Riscrivi in forma più breve il paragrafo del brano fornito che comincia con «Dopo i primi sopralluoghi», mantenendone i fatti principali.

▶ _Brano fornito_
■ ■ ■ ■ ■ ■ ■
E’ stato infatti isolato un profilo genetico maschile ignoto, individuato sia sul nastro utilizzato per immobilizzare le caviglie della signora Biancucci, sia sotto le unghie della vittima. Le successive indagini hanno consentito di accertare che l’effrazione della finestra, si diceva, era in realtà stata una vera e propria messa in scena, realizzata dall’interno dell’abitazione in quanto i malviventi erano già entrati grazie ad una copia delle chiavi del portone principale che si erano procurati qualche giorno prima con un sotterfugio.
Dopo i primi sopralluoghi è emerso come dall’abitazione della signora Biancucci erano state sottratte due tessere bancomat emesse da Poste Italiane e intestate alla vittima ed anche uno dei due pin abbinati. Nelle prime ore della mattinata successiva il codice è stato utilizzato dai malviventi per effettuare un prelievo di 600 euro presso uno sportello Postamat di Porto Sant’Elpidio.
■ ■ ■ ■ ■ ■ ■
▶ _Righe fornite_
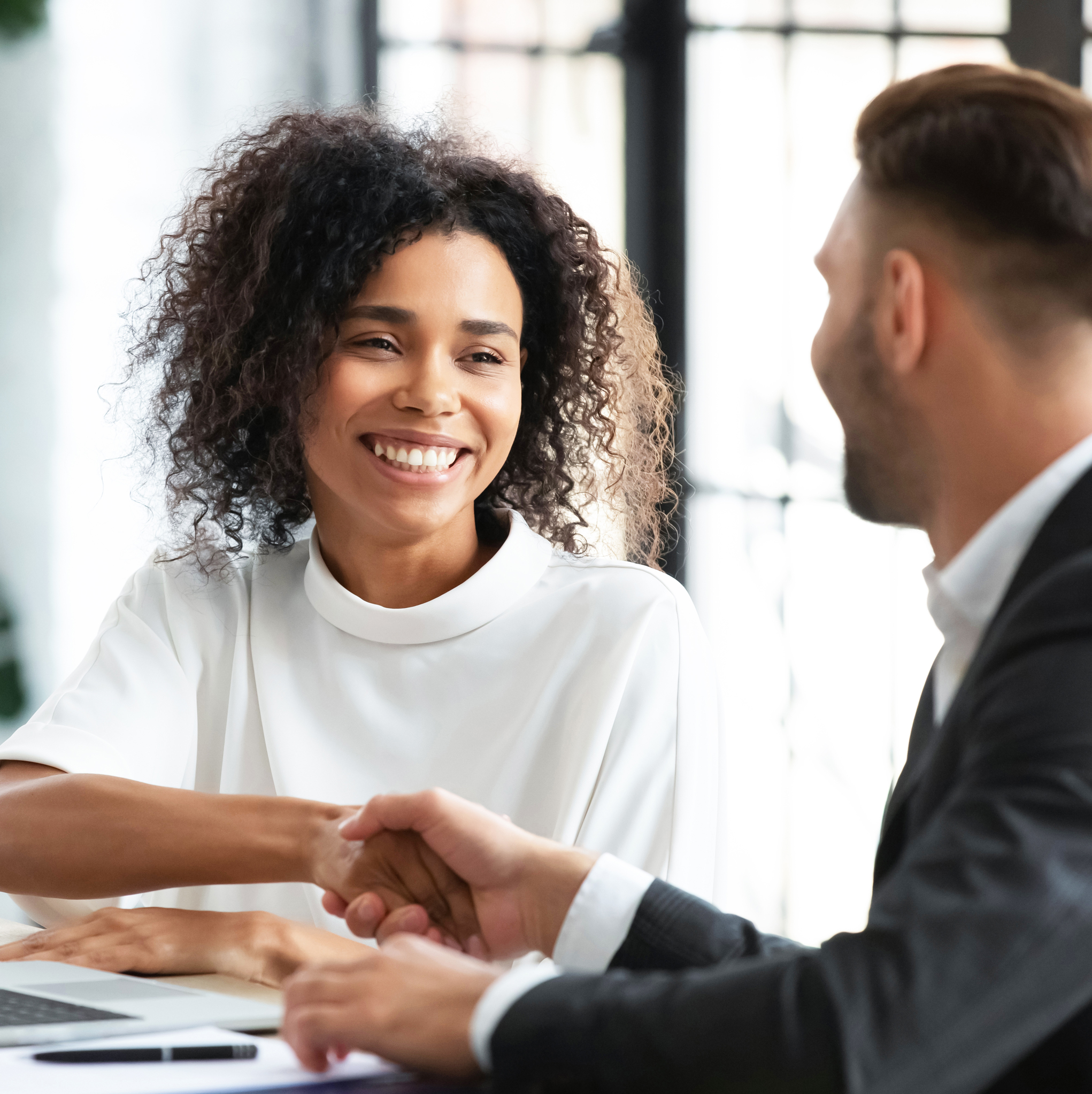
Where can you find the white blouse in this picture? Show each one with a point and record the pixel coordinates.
(576, 695)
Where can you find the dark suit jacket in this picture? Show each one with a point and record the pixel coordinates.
(975, 969)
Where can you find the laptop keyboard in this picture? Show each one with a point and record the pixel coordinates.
(17, 1009)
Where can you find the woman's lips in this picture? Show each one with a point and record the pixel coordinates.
(412, 458)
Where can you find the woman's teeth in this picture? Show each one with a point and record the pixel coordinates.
(417, 460)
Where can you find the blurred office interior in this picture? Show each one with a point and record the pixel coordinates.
(709, 139)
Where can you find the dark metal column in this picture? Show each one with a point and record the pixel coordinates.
(653, 50)
(369, 50)
(1048, 35)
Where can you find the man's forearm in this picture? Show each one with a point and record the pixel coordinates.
(82, 836)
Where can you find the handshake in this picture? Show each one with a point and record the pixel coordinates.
(445, 887)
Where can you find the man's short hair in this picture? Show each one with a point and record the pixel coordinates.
(1006, 157)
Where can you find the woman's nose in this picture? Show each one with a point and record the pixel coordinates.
(429, 386)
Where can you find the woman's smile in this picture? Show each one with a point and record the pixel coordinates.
(429, 459)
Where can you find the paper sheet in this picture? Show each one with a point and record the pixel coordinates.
(276, 1066)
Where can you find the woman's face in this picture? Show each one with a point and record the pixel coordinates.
(419, 397)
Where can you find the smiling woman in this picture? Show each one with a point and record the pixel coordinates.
(432, 356)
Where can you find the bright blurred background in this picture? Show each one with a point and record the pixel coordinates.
(711, 140)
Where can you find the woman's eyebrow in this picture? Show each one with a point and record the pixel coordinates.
(487, 327)
(381, 312)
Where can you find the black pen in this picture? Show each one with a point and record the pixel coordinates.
(151, 1055)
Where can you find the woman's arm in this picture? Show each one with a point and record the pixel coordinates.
(93, 836)
(251, 945)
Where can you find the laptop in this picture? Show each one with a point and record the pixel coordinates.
(43, 1001)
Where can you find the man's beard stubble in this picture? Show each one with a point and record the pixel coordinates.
(885, 473)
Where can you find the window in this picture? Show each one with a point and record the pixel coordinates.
(819, 620)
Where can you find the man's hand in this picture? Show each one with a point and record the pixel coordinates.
(401, 871)
(521, 885)
(410, 1003)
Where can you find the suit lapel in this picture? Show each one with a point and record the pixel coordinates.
(892, 827)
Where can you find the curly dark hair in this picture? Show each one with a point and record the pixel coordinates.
(286, 227)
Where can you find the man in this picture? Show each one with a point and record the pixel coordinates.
(958, 352)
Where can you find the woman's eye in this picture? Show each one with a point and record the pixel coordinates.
(383, 344)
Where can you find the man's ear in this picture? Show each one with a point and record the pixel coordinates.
(899, 317)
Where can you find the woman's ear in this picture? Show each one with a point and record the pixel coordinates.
(899, 317)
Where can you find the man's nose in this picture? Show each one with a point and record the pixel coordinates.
(429, 387)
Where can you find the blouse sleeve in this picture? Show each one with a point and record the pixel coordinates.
(656, 800)
(128, 709)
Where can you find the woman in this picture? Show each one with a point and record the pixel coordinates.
(432, 356)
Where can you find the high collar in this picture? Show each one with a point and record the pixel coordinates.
(972, 585)
(510, 574)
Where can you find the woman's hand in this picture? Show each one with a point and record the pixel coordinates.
(251, 945)
(411, 1003)
(519, 887)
■ ■ ■ ■ ■ ■ ■
▶ _Risposta_
Dopo i primi sopralluoghi è emerso che dalla casa della signora Biancucci erano state rubate due tessere bancomat di Poste Italiane intestate alla vittima, insieme a uno dei due pin. La mattina seguente i malviventi hanno usato quel codice per prelevare 600 euro da uno sportello Postamat di Porto Sant'Elpidio.